> [Your task]: Print all of the records. Exclude the images.

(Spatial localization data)
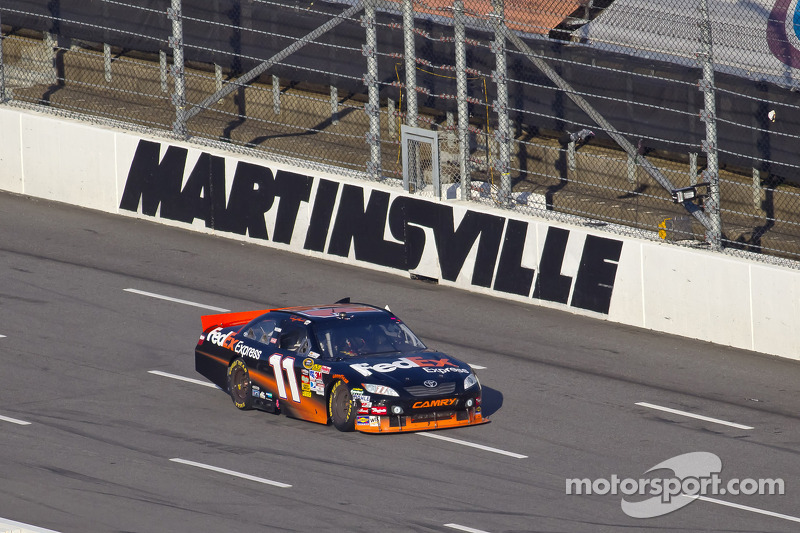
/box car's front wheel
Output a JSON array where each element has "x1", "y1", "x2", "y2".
[
  {"x1": 228, "y1": 358, "x2": 253, "y2": 410},
  {"x1": 328, "y1": 380, "x2": 356, "y2": 432}
]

> [Solution for this problem]:
/box car's front wheel
Output a JSON array where each element has "x1", "y1", "x2", "y2".
[
  {"x1": 228, "y1": 358, "x2": 253, "y2": 410},
  {"x1": 328, "y1": 380, "x2": 356, "y2": 432}
]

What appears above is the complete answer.